## SELECTED PASSAGE
— start —
Re: [systemd-devel] [PATCH] audit: Fix journal failing on unsupported audit in containers [was: journal: don't complain about audit socket errors in a container.]

2015-05-21 Thread Lennart Poettering
On Wed, 20.05.15 22:40, Martin Pitt (martin.p...@ubuntu.com) wrote:

 Hey Lennart,
 
 Lennart Poettering [2015-05-20 17:49 +0200]:
  Nope, ConditionSecurity=audit is only a simple boolean check that
  holds when audit is enabled at all. It doesn't tell you anything about
  the precise audit feature set of the kernel.
 
 Ah, thanks for the clarification.
 
  I have now conditionalized the unit on CAP_ADMIN_READ, which is the
  cap that you need to read the audit multicast stuff. You container
  manager hence should simply drop that cap fro, the cap set it passes
  and all should be good.
 
 Wonderful! Now it works perfectly in nspawn. (This needs to be fixed
 in unprivileged LXC containers, but that's not a systemd problem; I'll
 talk to LXC upstream about that).
 
 With these two fixes, should we now remove the scary warning in
 README? AFAICS there is no need to turn auditing off on the host any
 more.

As mentioned before: unless you turn auditing off in the kernel,
you cannot even log into any Fedora system running in a container
(unless you have the seccomp trick on and are on x86-64). The message
hence really should stay.

Note that Debian/Ubuntu are not as restrictive regarding audit as
Fedora is. In Fedora due to government craziness failing audit will
result in refused logins, and that's the issue here.

Lennart

-- 
Lennart Poettering, Red Hat
___
systemd-devel mailing list
systemd-devel@lists.freedesktop.org
http://lists.freedesktop.org/mailman/listinfo/systemd-devel


Re: [systemd-devel] [PATCH] audit: Fix journal failing on unsupported audit in containers [was: journal: don't complain about audit socket errors in a container.]

2015-05-21 Thread Serge Hallyn
Quoting Lennart Poettering (lenn...@poettering.net):
 On Wed, 20.05.15 22:40, Martin Pitt (martin.p...@ubuntu.com) wrote:
 
  Hey Lennart,
  
  Lennart Poettering [2015-05-20 17:49 +0200]:
   Nope, ConditionSecurity=audit is only a simple boolean check that
   holds when audit is enabled at all. It doesn't tell you anything about
   the precise audit feature set of the kernel.
  
  Ah, thanks for the clarification.
  
   I have now conditionalized the unit on CAP_ADMIN_READ, which is the
   cap that you need to read the audit multicast stuff. You container
   manager hence should simply drop that cap fro, the cap set it passes
   and all should be good.

I want to clarify this point.  Dropping CAP_ADMIN_READ from the bounding
set means dropping it from the capabilities targeted at your own user
namespace.  The only check in the kernel for CAP_ADMIN_READ currently is
against the initial user namespace.  One day of course (maybe soon) this
may change so that you only need CAP_ADMIN_READ against your own
user_ns.  Following the above, container managers could then again keep
CAP_ADMIN_READ in the bounding set.
— end —
## TASK SET
(1) From the audit thread, reproduce the passage that starts with the words "Note that Debian/Ubuntu" and ends after "the issue here.".
(2) Decide whether each statement agrees with the audit thread, answering yes or no and quoting the words that settle it: (a) ConditionSecurity=audit reveals the precise audit feature set of the kernel. (b) Lennart Poettering holds that the warning message in README should remain. (c) Debian and Ubuntu are more restrictive regarding audit than Fedora.
(3) Name every Linux distribution mentioned in the audit thread.

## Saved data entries
— start —
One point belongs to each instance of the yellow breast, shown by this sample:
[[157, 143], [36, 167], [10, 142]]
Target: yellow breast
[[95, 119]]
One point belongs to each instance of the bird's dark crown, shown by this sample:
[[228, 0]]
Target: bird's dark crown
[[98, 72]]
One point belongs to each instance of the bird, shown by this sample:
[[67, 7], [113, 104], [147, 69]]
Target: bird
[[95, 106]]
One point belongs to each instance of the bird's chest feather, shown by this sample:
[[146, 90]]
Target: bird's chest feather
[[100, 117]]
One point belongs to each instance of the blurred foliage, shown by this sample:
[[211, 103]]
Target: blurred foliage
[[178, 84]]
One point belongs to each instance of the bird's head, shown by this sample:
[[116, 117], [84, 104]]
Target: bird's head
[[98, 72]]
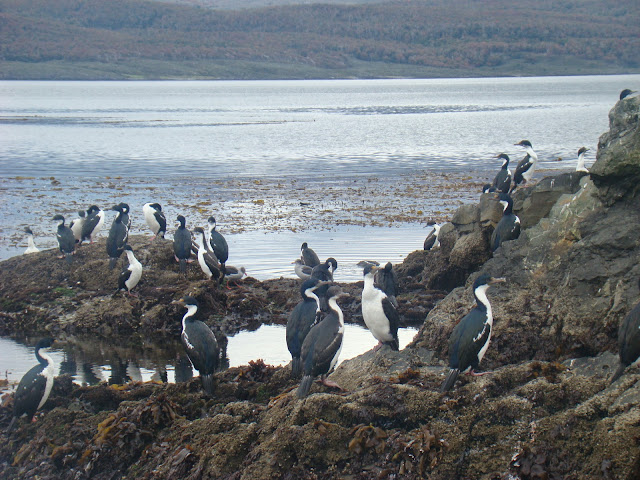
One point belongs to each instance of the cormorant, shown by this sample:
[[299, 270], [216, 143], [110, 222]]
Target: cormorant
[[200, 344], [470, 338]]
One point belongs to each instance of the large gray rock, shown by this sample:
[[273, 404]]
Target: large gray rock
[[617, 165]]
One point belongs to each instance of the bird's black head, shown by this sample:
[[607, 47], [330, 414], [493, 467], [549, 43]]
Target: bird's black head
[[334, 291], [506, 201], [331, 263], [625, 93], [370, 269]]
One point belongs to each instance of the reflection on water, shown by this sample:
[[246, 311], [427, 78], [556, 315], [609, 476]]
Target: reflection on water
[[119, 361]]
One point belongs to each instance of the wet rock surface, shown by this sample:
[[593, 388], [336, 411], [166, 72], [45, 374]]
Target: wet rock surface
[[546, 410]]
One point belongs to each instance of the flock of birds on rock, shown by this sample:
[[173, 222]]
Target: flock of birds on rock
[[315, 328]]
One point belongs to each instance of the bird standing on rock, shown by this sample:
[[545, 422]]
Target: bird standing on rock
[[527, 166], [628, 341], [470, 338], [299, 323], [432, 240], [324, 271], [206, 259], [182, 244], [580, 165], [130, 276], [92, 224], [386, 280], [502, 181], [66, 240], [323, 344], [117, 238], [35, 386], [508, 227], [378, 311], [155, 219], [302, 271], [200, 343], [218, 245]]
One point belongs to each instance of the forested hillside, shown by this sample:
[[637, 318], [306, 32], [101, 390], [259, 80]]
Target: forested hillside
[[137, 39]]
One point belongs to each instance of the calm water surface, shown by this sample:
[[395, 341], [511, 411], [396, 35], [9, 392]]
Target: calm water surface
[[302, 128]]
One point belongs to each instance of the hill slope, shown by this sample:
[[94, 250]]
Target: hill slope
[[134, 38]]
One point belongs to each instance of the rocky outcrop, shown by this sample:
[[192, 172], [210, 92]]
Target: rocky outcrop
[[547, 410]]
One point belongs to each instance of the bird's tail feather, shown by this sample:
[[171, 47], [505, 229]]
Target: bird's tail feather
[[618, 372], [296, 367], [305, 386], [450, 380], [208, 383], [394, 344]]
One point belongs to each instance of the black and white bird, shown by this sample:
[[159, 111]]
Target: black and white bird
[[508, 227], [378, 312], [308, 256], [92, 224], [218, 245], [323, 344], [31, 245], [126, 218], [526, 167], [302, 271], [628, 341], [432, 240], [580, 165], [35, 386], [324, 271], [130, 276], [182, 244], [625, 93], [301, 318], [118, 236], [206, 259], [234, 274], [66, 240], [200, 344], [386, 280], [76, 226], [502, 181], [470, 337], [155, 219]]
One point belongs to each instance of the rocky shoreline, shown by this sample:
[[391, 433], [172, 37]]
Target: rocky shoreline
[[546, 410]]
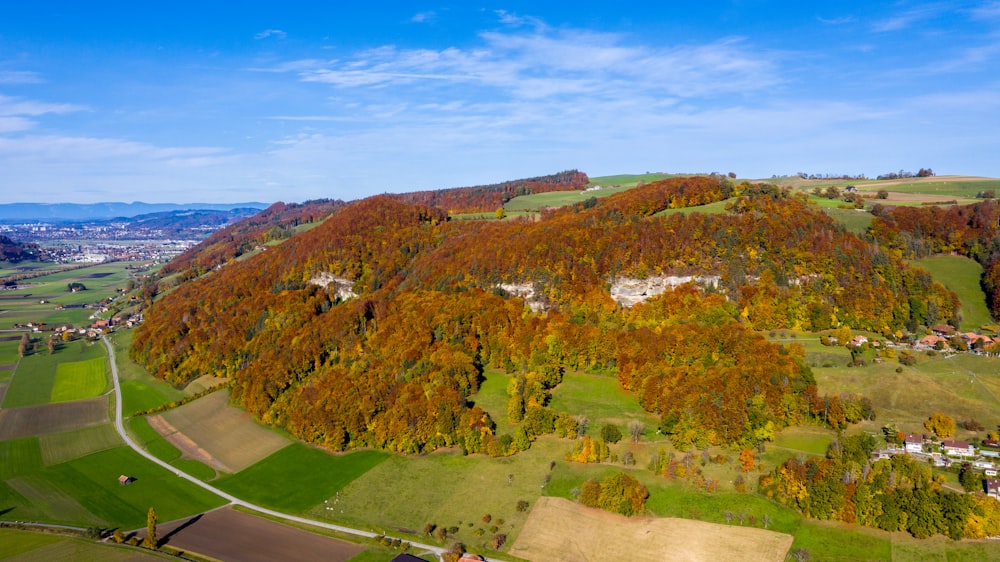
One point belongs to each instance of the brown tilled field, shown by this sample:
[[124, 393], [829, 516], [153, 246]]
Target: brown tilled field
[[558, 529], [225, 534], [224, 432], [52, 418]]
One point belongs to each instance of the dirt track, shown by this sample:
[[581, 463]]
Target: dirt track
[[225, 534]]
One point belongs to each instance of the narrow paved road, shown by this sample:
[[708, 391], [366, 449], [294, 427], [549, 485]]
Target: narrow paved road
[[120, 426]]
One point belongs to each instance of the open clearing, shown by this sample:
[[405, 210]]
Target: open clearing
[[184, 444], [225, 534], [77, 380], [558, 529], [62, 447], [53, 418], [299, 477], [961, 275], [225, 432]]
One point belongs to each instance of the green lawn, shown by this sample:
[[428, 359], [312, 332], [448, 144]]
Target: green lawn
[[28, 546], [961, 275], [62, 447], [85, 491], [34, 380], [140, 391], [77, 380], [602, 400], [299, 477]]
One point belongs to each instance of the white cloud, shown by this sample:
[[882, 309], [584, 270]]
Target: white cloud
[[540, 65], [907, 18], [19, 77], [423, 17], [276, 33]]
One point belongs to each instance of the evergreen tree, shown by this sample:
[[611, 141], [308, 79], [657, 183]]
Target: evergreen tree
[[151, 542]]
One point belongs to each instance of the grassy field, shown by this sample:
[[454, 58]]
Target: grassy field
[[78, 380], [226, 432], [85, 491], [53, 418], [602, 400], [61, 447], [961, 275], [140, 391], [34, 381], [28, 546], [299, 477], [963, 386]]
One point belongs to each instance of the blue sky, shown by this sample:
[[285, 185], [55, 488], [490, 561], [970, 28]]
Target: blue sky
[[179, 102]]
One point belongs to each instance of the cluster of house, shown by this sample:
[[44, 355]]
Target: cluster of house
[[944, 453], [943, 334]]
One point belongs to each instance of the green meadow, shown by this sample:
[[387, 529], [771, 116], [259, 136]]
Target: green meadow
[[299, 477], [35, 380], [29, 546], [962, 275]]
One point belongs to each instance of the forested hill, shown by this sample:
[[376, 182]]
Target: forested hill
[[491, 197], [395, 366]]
— end —
## OUTPUTS
(1)
Note that Debian/Ubuntu are not as restrictive regarding audit as
Fedora is. In Fedora due to government craziness failing audit will
result in refused logins, and that's the issue here.

(2)
(a) No: "It doesn't tell you anything about the precise audit feature set of the kernel."
(b) Yes: "The message hence really should stay."
(c) No: "Note that Debian/Ubuntu are not as restrictive regarding audit as Fedora is."

(3) Fedora, Debian, Ubuntu